[Work required] Rewrite all of the items below as a JSON list of strings with one string per line, and leave out any blank lines.

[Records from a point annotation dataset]
----------

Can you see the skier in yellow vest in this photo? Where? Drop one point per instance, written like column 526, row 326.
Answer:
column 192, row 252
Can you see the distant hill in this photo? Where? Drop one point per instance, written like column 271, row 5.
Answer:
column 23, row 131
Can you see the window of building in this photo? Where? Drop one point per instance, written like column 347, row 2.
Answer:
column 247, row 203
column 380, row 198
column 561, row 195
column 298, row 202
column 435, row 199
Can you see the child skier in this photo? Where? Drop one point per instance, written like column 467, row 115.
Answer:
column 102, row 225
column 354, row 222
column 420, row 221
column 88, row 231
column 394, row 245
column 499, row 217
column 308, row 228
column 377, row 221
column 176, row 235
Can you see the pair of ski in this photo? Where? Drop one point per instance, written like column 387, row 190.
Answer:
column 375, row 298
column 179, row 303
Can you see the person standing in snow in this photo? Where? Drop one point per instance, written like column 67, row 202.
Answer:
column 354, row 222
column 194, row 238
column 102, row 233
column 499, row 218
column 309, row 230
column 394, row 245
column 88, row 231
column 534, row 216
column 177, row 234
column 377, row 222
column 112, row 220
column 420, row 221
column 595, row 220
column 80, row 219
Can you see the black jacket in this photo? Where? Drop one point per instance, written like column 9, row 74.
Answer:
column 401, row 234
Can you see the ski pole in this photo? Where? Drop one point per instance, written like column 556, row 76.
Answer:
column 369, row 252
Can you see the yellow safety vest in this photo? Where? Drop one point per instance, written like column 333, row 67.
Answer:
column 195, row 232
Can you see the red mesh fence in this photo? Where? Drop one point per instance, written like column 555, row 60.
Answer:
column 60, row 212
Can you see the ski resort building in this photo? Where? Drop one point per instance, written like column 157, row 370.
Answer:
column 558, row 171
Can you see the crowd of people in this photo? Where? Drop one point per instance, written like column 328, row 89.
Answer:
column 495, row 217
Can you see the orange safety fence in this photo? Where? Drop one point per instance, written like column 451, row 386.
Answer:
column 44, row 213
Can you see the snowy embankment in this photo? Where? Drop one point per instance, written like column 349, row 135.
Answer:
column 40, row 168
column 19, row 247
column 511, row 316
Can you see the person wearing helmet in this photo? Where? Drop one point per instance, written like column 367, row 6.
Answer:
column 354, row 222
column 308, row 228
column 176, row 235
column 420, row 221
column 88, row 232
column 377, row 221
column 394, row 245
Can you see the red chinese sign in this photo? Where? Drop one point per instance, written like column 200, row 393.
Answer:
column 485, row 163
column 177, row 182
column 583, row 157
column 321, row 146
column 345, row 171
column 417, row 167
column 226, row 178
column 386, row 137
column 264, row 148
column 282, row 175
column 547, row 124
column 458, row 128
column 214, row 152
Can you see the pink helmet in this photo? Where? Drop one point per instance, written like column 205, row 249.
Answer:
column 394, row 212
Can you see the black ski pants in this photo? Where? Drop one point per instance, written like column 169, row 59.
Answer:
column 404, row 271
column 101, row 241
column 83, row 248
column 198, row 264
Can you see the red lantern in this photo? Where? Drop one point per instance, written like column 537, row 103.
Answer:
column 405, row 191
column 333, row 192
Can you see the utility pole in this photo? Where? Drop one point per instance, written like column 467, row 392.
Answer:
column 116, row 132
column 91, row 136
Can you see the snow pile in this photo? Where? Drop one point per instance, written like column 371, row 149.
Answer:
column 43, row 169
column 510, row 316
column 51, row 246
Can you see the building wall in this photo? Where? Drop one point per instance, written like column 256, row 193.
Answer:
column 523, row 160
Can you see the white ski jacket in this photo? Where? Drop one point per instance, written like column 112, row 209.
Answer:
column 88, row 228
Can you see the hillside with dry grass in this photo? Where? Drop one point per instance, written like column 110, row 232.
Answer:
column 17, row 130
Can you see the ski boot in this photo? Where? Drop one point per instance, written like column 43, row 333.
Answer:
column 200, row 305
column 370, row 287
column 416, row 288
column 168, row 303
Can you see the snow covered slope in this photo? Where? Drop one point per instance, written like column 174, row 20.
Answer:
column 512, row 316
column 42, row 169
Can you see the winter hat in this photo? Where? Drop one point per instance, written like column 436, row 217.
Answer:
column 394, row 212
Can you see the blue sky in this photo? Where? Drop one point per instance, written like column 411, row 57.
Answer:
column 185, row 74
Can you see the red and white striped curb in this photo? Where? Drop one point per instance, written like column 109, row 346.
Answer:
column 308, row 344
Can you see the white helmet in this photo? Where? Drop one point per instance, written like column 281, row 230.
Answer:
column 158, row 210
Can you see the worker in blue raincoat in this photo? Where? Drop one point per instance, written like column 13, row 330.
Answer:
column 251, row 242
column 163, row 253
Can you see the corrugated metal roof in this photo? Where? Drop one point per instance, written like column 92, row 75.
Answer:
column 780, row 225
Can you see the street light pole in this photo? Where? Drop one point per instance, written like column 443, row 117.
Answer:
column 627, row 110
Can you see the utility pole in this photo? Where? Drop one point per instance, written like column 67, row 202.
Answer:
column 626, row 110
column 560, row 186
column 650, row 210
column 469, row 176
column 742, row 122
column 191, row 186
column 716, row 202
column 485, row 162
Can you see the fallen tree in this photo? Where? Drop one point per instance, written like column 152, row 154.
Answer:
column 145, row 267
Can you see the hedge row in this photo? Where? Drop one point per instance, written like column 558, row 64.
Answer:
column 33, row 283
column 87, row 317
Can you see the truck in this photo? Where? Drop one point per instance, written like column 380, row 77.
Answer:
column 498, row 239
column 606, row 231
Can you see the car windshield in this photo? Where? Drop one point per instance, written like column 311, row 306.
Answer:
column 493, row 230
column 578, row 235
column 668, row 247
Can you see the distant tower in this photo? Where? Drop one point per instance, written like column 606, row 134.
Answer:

----------

[Written solution]
[
  "Can you see the skier in yellow vest in this photo? Where? Drop one point per instance, written like column 526, row 326.",
  "Answer:",
  "column 192, row 252",
  "Can you see the distant hill in this photo? Where? Drop one point per instance, written like column 271, row 5.",
  "Answer:",
  "column 23, row 131",
  "Can you see the window of building in this photo? Where? Drop one point per instance, written like column 347, row 2.",
  "Answer:",
  "column 247, row 203",
  "column 380, row 198",
  "column 561, row 195",
  "column 298, row 202",
  "column 435, row 199",
  "Can you see the child skier in this photo? Where? Drop one point per instance, written like column 467, row 115.",
  "Answer:",
  "column 102, row 225",
  "column 354, row 222",
  "column 420, row 221",
  "column 88, row 231",
  "column 394, row 245",
  "column 499, row 217",
  "column 308, row 228",
  "column 377, row 221",
  "column 176, row 235",
  "Can you see the pair of ski in this photo? Where? Drop one point per instance, written like column 387, row 190.",
  "Answer:",
  "column 375, row 298",
  "column 179, row 303",
  "Can you see the person standing in snow in this photo? Where? Drop one point per instance, written like column 67, row 202.",
  "Answer:",
  "column 354, row 222",
  "column 194, row 238",
  "column 102, row 233",
  "column 499, row 218",
  "column 309, row 230",
  "column 394, row 245",
  "column 88, row 231",
  "column 534, row 216",
  "column 177, row 234",
  "column 377, row 222",
  "column 112, row 220",
  "column 420, row 221",
  "column 595, row 220",
  "column 80, row 219",
  "Can you see the black jacket in this photo? Where? Drop one point per instance, written like column 9, row 74.",
  "Answer:",
  "column 401, row 234",
  "Can you see the ski pole in this photo? Where? Drop one point per instance, written like column 556, row 76.",
  "Answer:",
  "column 369, row 252",
  "Can you see the yellow safety vest in this photo? Where? Drop one point per instance, written like column 333, row 67.",
  "Answer:",
  "column 195, row 232",
  "Can you see the red mesh fence in this photo? Where? Drop one point per instance, written like column 555, row 60.",
  "Answer:",
  "column 60, row 212",
  "Can you see the ski resort building in this photo? Where? Drop one point per instance, written like column 157, row 370.",
  "Answer:",
  "column 558, row 171",
  "Can you see the crowd of people in this photo? Where? Drop one point per instance, written like column 328, row 89.",
  "Answer:",
  "column 495, row 217",
  "Can you see the orange safety fence in this photo? Where? Drop one point per instance, written like column 451, row 386.",
  "Answer:",
  "column 44, row 213",
  "Can you see the snowy embankment in this photo? Where? Drop one point per instance, written like column 349, row 135.",
  "Answer:",
  "column 40, row 168",
  "column 19, row 247",
  "column 511, row 316",
  "Can you see the person wearing helmet in this photo? Where? Drop one point per instance, written like column 367, row 6.",
  "Answer:",
  "column 354, row 222",
  "column 308, row 228",
  "column 176, row 235",
  "column 420, row 221",
  "column 88, row 232",
  "column 377, row 221",
  "column 394, row 245",
  "Can you see the red chinese sign in this photo? Where? Drop one point per instance, written like column 200, row 393.",
  "Answer:",
  "column 485, row 163",
  "column 177, row 182",
  "column 583, row 157",
  "column 321, row 146",
  "column 345, row 171",
  "column 417, row 167",
  "column 226, row 178",
  "column 386, row 137",
  "column 264, row 148",
  "column 282, row 175",
  "column 547, row 124",
  "column 458, row 128",
  "column 214, row 152",
  "Can you see the pink helmet in this photo? Where? Drop one point per instance, written like column 205, row 249.",
  "Answer:",
  "column 394, row 212",
  "Can you see the black ski pants in this photo? Where? Drop one point per instance, written like column 169, row 59.",
  "Answer:",
  "column 404, row 271",
  "column 101, row 241",
  "column 83, row 248",
  "column 198, row 264",
  "Can you see the red lantern in this photo? Where? Drop one point per instance, written like column 537, row 103.",
  "Answer:",
  "column 405, row 191",
  "column 333, row 192",
  "Can you see the utility pole in this photo? Where? Drop one point per instance, written like column 467, row 392.",
  "Answer:",
  "column 116, row 132",
  "column 91, row 136",
  "Can you see the snow pile in this photo? Where? Drop one point per instance, written like column 371, row 149.",
  "Answer:",
  "column 43, row 169",
  "column 510, row 316",
  "column 51, row 246",
  "Can you see the building wall in this photo? Where? Drop one point per instance, written like column 256, row 193.",
  "Answer:",
  "column 523, row 160",
  "Can you see the white ski jacket in this photo? Where? Drop one point per instance, written like column 112, row 209.",
  "Answer:",
  "column 88, row 228",
  "Can you see the hillside with dry grass in this photo? Where? Drop one point per instance, written like column 110, row 232.",
  "Answer:",
  "column 17, row 130",
  "Can you see the ski boot in this photo? Where? Drop one point per instance, written like column 43, row 333.",
  "Answer:",
  "column 200, row 305",
  "column 370, row 287",
  "column 416, row 288",
  "column 168, row 303",
  "Can you see the snow covered slope in this photo? Where? Drop one point per instance, written like column 174, row 20.",
  "Answer:",
  "column 512, row 316",
  "column 42, row 169",
  "Can you see the winter hat in this photo? Where? Drop one point per instance, written like column 436, row 217.",
  "Answer:",
  "column 394, row 212",
  "Can you see the blue sky in this photo? Where? Drop one point per instance, written like column 411, row 57.",
  "Answer:",
  "column 185, row 74",
  "Can you see the red and white striped curb in this photo? Where? Drop one point per instance, written like column 109, row 346.",
  "Answer:",
  "column 308, row 344",
  "Can you see the white helmet in this photo? Where? Drop one point per instance, written like column 281, row 230.",
  "Answer:",
  "column 158, row 210",
  "Can you see the worker in blue raincoat in this photo? Where? Drop one point per instance, written like column 13, row 330.",
  "Answer:",
  "column 251, row 242",
  "column 163, row 253",
  "Can you see the corrugated metal roof in this photo? Where? Drop one point per instance, written like column 92, row 75.",
  "Answer:",
  "column 780, row 225",
  "Can you see the street light pole in this photo? Where? Drop one point per instance, written like column 443, row 117.",
  "Answer:",
  "column 627, row 110",
  "Can you see the utility pole in this photo? Where? Drop one point per instance, written like column 67, row 202.",
  "Answer:",
  "column 626, row 110",
  "column 560, row 186",
  "column 650, row 210",
  "column 469, row 176",
  "column 742, row 122",
  "column 191, row 186",
  "column 716, row 202",
  "column 485, row 162",
  "Can you see the fallen tree in this photo? Where? Drop one point per instance, written like column 152, row 154.",
  "Answer:",
  "column 145, row 267",
  "Can you see the hedge row in this photo? Where? Drop one point per instance, written like column 558, row 64.",
  "Answer:",
  "column 33, row 283",
  "column 87, row 317",
  "Can you see the truck in this photo? Where? Drop one point per instance, written like column 380, row 77.",
  "Answer:",
  "column 498, row 239",
  "column 606, row 231",
  "Can you see the car windshield in this photo? Where? Drop one point per instance, written like column 311, row 306.",
  "Answer:",
  "column 493, row 230",
  "column 578, row 235",
  "column 668, row 247",
  "Can you see the distant tower in this photo? Where? Drop one point per instance, written like column 606, row 134.",
  "Answer:"
]